Her son died in her arms.

At my favorite place, the grocery store, I met a woman whose son died in her arms. The story is tragic but beautiful. In his late 20’s her son began feeling tired but thought it was just “life.” He was only 20 after all. How could he be sick? Turns out it wasn’t just “life” and nine months later on a quiet evening in her home, her son died in her arms. She said it was a peaceful experience and at that precise moment of death, a sense of spirituality pervaded the room. She felt a heightened sense of awareness and a flood of memories ran through her brain. She also felt a deep indescribable feeling of love. I’ve never heard anyone talking about the experience being anything more than moving and always peaceful.

It’s been 4 years and she said it still felt like yesterday. Her son loved oatmeal and whenever she got to that part of the grocery store, she stopped and remembered him. That’s where we met – over GF oatmeal.

She asked me about my kids and I told her of my upcoming life change. She smiled and reminded me that life is a series of grief experiences which bring us to a new place of joy, love and peacefulness. She said that some people like to talk about grief in stages but that her “stages” looked like the scribbling by a child on a piece of paper — all over the place and with no rhyme or reason! I appreciated her being candid. I shared with her my own up and downs as I move closer to the boys leaving.

Before our good-byes she said a few things – which I hope my memory can do justice to:

  1. There is no magical way of dealing with change. You’ll have a range of emotions – appreciate each one. Some people bounce back quickly – some do not. There is no right or wrong.
  2. There is no “getting back to normal.” It will never happen. You’ll always feel pain from saying good-bye – whatever the reason for the good-bye. If you didn’t feel bad, that would mean you didn’t have love for that person. And love is the best reason to experience pain.
  3. You’re not expected to be perfect. This process builds character and each life experience makes us unique.
  4. When you decide it’s time to heal, then you will be ready to find peace from the change. Don’t let others rush you.

════

» **Requests**:
- A) In the grief account, how long ago did the woman's son die?
- B) Pick up the grief account after its final sentence and continue it.

Point-based annotation data:
════

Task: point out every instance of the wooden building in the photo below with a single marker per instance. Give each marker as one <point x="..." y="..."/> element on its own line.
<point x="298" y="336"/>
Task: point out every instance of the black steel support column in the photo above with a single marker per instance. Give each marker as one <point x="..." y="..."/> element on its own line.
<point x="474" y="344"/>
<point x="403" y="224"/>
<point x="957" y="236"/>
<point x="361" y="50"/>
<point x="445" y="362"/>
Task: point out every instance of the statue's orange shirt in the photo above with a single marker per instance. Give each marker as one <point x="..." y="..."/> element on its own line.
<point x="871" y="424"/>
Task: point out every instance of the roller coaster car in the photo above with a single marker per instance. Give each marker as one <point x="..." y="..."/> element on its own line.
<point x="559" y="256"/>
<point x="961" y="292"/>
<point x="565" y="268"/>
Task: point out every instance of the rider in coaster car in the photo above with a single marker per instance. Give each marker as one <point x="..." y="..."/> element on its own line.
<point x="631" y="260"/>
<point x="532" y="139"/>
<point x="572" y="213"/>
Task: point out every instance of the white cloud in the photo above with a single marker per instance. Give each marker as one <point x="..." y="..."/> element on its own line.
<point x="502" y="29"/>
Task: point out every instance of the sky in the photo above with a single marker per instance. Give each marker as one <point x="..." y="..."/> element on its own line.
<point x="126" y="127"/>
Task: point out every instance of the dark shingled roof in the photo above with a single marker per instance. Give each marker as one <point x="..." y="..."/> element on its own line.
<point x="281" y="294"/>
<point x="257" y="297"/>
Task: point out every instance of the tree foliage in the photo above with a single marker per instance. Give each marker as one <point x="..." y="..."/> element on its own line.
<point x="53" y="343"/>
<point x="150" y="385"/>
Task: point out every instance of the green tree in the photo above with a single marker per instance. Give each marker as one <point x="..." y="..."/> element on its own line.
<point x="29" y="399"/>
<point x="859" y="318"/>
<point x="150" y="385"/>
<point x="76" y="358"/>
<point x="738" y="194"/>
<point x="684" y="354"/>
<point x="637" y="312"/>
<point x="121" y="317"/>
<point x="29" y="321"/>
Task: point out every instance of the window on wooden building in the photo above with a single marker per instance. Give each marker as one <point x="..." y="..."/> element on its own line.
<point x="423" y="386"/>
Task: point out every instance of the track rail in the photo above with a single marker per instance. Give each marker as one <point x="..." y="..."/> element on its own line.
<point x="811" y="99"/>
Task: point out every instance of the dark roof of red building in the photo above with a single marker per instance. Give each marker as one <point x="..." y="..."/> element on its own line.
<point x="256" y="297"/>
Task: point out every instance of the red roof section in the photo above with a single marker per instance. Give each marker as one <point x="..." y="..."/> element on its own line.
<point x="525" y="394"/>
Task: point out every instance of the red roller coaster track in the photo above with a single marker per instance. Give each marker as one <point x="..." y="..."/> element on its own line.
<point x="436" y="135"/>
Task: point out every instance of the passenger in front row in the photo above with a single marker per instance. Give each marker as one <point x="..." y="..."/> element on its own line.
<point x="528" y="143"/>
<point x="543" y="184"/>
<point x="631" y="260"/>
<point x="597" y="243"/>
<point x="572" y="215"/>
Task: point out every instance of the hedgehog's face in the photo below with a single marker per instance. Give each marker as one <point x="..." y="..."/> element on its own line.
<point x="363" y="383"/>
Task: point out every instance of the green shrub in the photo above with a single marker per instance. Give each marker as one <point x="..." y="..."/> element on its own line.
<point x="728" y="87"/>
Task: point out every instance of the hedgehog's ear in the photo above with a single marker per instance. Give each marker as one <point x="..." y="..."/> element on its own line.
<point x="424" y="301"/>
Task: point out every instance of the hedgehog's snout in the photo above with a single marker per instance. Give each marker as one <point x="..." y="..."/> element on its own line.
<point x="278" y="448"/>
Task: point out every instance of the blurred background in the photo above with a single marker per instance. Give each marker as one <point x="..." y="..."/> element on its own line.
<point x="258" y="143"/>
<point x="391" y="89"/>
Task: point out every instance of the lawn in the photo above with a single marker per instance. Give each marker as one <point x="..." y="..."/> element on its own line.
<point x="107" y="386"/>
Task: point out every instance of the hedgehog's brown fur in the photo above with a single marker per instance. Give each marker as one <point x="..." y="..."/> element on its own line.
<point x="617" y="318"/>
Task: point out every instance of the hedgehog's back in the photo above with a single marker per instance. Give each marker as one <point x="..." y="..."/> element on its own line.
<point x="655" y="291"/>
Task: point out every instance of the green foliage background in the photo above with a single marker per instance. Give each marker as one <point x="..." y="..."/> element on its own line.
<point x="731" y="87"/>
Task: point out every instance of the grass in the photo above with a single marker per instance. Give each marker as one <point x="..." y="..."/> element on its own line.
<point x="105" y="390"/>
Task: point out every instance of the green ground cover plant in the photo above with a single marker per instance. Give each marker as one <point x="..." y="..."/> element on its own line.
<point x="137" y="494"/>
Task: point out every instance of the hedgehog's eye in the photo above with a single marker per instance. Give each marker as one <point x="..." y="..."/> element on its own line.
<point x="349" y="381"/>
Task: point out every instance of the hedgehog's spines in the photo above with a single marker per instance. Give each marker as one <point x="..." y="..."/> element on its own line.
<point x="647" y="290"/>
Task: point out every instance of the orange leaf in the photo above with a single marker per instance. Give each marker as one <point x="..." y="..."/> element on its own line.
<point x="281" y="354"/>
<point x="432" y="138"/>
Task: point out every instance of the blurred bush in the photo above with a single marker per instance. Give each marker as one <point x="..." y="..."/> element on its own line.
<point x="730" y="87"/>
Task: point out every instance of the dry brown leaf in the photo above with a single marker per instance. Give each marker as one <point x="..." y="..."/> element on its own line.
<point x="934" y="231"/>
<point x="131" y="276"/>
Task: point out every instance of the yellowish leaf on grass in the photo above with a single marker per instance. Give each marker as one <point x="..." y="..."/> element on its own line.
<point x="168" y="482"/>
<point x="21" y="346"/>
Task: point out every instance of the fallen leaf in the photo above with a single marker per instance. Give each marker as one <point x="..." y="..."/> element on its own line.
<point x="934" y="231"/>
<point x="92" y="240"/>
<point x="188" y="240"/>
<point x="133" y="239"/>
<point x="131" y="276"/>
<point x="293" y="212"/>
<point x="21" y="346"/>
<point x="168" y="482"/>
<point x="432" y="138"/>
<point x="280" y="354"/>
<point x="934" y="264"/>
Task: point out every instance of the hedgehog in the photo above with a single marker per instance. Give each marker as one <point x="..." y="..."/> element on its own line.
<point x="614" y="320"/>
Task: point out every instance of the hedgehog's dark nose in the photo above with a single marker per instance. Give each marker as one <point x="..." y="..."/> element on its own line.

════

» **Answers to the tasks**:
- A) It had been four years.

- B)
I never did get the GF oatmeal I was looking for. But I did get a hug (and got to hug) a stranger in a grocery store. And, I met yet another wise person whose life experience is reminder that we’re all going through the same life stages – just at different times and in different ways.

We’re all here to help one another through these life stages – whether by a stranger or a friend. And, it really doesn’t get better than that.

Have an amazing week!



What to do next …?

It’s 2018. This is a big year for my family. My daughter will be a senior in college. My boys will choose their college, graduate from HS and then start college … somewhere (please let’s pray they’re not on opposite ends of the country!). I will be happy, be sad, be crying, be traveling, be working (more!) and start my next new life chapter. We have a family trip in the planning stages and I’m contemplating a move. So, there should be no question in my world about what to do next — brace for the change. But what’s not on this list, and what we all should have on our 2018 list, is the oh-so-selfish item “Self-Care.”

I know you all were like me these last few weeks – juggling the varied demands of holiday, house guests, parties, home and work. Now its January and it’s time to take a step back, not to make resolutions (I don’t like resolutions) but just to take time for you. The magazines make it sound simple: Drink more water, exercise an hour a day, reduce your carbs, put down the computer. And, while, it’s a bit overwhelming to change everything at once – it’s also, frankly, a struggle. It actually feels unnatural … selfish.

It’s not!

Self-care should be the foundation that allows you to be healthy, grounded and present for all that life throws at you. It can be small changes, made over time, which add up to big results. The biggest hurdle is understanding the importance of taking care of yourself – and then implementing it.

I find myself thinking: “Once I take care of everyone and everything else, then I’ll take care of myself.” Sound familiar?

Authentic self-care is not selfish. It’s not a guarantee that we won’t gain weight, have an accident or get sick — although taking care of ourselves would probably make those things less likely. True self-care is about honoring ourselves and our bodies, nurturing and loving ourselves — both for us and for the benefit of everyone around us.

I once heard Dr. Andrew Weil talking about the importance of self-care. He said that the human body has a great “self-care” model — the heart. He said, “Each time the heart beats, it first pumps blood to itself, then to the rest of the body. It has to work this way in order for us to stay alive. … The same is true for us as human beings. We have to take care of ourselves first, so we can take care of others.” It’s the old – put your oxygen mask on first idea!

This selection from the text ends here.